Thank you for the information and encouragement, Jonas. I've still got lots to learn, and if nothing else this experience has given me a good education on the importance of timing in relation to starters. Hats off to those who are doing this with success. Most things in beekeeping have come rather easily to me, queen rearing at this level has not. It just makes me more determined to piece the puzzle together. 

Thanks again all for the feedback.


----------



## Hillbillybees (Mar 3, 2016)

Too early in Arkansas. We start around April 15th on the grafts giving us virgins around the 28th. Too much weather ups and downs and low foraging. A little pollen coming in now but nectar sources are scarce. Blackberries make the difference.


----------



## dlbrightjr (Dec 8, 2015)

Please keep updating Nordak. We are going to start dabbling in queen rearing his year if possible and I am very interested in your experience. I already have April 15th down on the calendar as my first graft attempt so it sounds like that is a good start. Good luck.


----------



## Nordak (Jun 17, 2016)
• • • • •
- [Exercise task 1] Decide whether each statement agrees with the queen-rearing thread, answering yes or no and quoting the words of the thread that settle it. (a) Hillbillybees says blackberries make the difference. (b) Hillbillybees begins grafting around the 28th. (c) The writer of the first post says queen rearing at this level has come easily.
- [Exercise task 2] Write the next part of the queen-rearing thread, starting after its final line.

[Saved records]
• • • • •
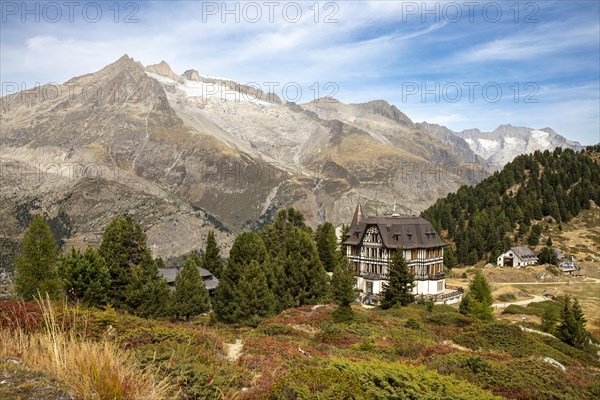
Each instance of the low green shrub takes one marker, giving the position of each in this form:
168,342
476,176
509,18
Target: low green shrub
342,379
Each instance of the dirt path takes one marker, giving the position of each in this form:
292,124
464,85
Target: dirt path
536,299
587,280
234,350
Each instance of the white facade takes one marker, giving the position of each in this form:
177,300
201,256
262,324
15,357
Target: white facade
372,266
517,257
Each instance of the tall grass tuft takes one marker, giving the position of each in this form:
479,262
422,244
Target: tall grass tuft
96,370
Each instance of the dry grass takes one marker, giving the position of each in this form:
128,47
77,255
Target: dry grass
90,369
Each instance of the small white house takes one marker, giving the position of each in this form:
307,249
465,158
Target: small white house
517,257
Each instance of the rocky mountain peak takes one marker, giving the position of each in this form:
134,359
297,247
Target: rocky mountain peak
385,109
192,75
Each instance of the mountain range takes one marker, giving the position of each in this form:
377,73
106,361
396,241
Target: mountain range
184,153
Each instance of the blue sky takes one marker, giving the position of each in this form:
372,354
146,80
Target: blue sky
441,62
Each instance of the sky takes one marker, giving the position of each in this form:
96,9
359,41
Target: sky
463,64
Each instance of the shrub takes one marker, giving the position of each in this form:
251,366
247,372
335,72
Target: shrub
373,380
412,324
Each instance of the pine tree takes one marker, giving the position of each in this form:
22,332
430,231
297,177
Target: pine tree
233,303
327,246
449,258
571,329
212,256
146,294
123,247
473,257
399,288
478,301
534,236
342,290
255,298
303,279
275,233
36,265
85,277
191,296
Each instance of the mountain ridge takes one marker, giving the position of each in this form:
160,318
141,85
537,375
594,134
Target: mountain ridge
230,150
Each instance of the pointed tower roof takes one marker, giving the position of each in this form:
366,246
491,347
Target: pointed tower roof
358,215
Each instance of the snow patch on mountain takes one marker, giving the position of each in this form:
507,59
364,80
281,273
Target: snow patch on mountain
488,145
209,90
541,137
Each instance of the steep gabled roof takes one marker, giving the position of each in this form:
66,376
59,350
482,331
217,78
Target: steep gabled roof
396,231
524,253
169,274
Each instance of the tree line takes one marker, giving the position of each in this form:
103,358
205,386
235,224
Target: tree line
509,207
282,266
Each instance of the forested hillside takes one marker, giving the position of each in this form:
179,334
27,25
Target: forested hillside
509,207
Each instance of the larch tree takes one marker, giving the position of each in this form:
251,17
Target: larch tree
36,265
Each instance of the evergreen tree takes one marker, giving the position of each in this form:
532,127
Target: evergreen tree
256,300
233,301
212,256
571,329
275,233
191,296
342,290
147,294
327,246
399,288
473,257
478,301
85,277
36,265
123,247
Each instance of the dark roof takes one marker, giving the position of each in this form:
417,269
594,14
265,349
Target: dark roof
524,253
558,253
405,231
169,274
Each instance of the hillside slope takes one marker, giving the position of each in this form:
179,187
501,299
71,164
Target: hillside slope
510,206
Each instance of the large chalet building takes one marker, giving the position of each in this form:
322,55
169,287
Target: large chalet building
• • • • •
- [Written answer 1]
(a) Yes: "Blackberries make the difference."
(b) No: "We start around April 15th on the grafts giving us virgins around the 28th."
(c) No: "Most things in beekeeping have come rather easily to me, queen rearing at this level has not."

- [Written answer 2]
It's becoming more apparent that is the case, hillbillybees. I'm still going to try as early as next week as I've got the cell starter built and a new plan of attack. They'll let me know what I can or can't do I suppose. Thanks, your timeline makes sense. I think I was a bit fooled by the early build up and mild winter.


----------



## Nordak (Jun 17, 2016)

dlbrightjr said:


> Please keep updating Nordak. We are going to start dabbling in queen rearing his year if possible and I am very interested in your experience. I already have April 15th down on the calendar as my first graft attempt so it sounds like that is a good start. Good luck.


Will do, and Thanks. Best to you and your bees.


----------



## clyderoad (Jun 10, 2012)

Nordak said:


> Thank you for the information and encouragement, Jonas. I've still got lots to learn, and if nothing else this experience has given me a good education on the importance of timing in relation to starters. Hats off to those who are doing this with success. Most things in beekeeping have come rather easily to me, queen rearing at this level has not. It just makes me more determined to piece the puzzle together.
> 
> Thanks again all for the feedback.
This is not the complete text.